### DATA RECORDS
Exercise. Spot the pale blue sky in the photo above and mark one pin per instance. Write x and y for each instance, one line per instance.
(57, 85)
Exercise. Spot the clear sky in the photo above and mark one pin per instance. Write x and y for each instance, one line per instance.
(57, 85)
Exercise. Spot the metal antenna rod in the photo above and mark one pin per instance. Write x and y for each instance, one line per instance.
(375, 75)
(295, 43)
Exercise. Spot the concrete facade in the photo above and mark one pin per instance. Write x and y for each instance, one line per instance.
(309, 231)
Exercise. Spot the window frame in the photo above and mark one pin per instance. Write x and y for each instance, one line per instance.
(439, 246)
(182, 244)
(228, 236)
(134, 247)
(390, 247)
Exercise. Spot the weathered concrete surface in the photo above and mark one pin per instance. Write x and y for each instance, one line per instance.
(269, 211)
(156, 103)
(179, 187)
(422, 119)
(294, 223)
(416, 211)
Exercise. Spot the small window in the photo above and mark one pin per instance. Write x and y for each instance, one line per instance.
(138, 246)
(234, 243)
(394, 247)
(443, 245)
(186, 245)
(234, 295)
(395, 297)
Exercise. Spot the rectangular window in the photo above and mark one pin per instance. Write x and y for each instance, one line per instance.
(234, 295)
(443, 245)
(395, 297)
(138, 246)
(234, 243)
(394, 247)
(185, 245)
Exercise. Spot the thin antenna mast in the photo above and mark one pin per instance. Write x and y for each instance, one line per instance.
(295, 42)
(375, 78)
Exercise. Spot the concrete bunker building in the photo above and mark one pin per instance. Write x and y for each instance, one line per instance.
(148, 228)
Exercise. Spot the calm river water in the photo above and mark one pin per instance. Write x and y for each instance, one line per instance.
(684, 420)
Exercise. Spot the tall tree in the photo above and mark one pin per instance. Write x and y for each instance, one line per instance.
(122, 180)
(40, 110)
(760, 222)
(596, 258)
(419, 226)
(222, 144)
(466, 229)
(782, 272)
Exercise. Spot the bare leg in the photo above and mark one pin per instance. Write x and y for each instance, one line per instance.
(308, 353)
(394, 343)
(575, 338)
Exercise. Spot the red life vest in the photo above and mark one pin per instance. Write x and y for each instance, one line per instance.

### THE PROBLEM
Each record above should be retyped in full, exactly as shown.

### RESULT OF THE EXERCISE
Exercise. Spot the pale blue sky in the photo above and mark one pin per instance. Write x and y for each instance, one line per instance.
(57, 85)
Exercise. Spot the clear sky in the photo above and mark one pin per instance. Write x and y for each instance, one line per instance.
(57, 85)
Exercise. Spot the metal antenna rod in the photo above and mark one pin per instance. Write x and y for each instance, one line per instance.
(375, 75)
(295, 43)
Exercise. Spot the concrete facade in the photo above and mark one pin per instance. Write x and y for each instance, one line per instance.
(309, 231)
Exercise. Spot the window frame in the photo above and mark one pin per instance. Write x and y for each instance, one line per instance.
(439, 246)
(182, 244)
(228, 236)
(134, 247)
(390, 247)
Exercise. Spot the weathered concrete surface in the photo above and mark one pin per instance. Write x and y for each instance, one line per instance.
(269, 211)
(156, 103)
(179, 187)
(422, 119)
(294, 223)
(416, 211)
Exercise. Spot the small window in the photo above and mark one pin per instance. Write x and y for each instance, one line per instance.
(138, 246)
(234, 243)
(394, 247)
(443, 245)
(186, 245)
(234, 295)
(395, 297)
Exercise. Spot the rectangular window in the photo above and mark one pin per instance. Write x and y for each instance, one line per instance.
(234, 295)
(443, 245)
(395, 297)
(138, 246)
(234, 243)
(394, 247)
(185, 245)
Exercise. Spot the thin antenna mast in the photo above and mark one pin per instance. Write x and y for each instance, one line per instance.
(295, 42)
(375, 78)
Exercise. Spot the concrete bunker building in the photo above and mark one pin per instance. Write x and y for each instance, one line per instance.
(148, 228)
Exercise. Spot the calm river water in the photo above and mark one pin per instance. Write x and y for each instance, one line per instance.
(684, 420)
Exercise. Spot the tall tree in the photo above and mark one pin per instance. Write x and y for each instance, one line per instance.
(122, 180)
(40, 110)
(760, 222)
(596, 258)
(419, 226)
(222, 144)
(466, 229)
(782, 272)
Exercise. Spot the bare leg in the photo above and mark one pin per instance. Write x and y for each instance, one line per instance.
(308, 353)
(394, 343)
(575, 338)
Exercise. Spot the red life vest in the photo above and mark one pin per instance. Write x and y for each instance, one line per instance.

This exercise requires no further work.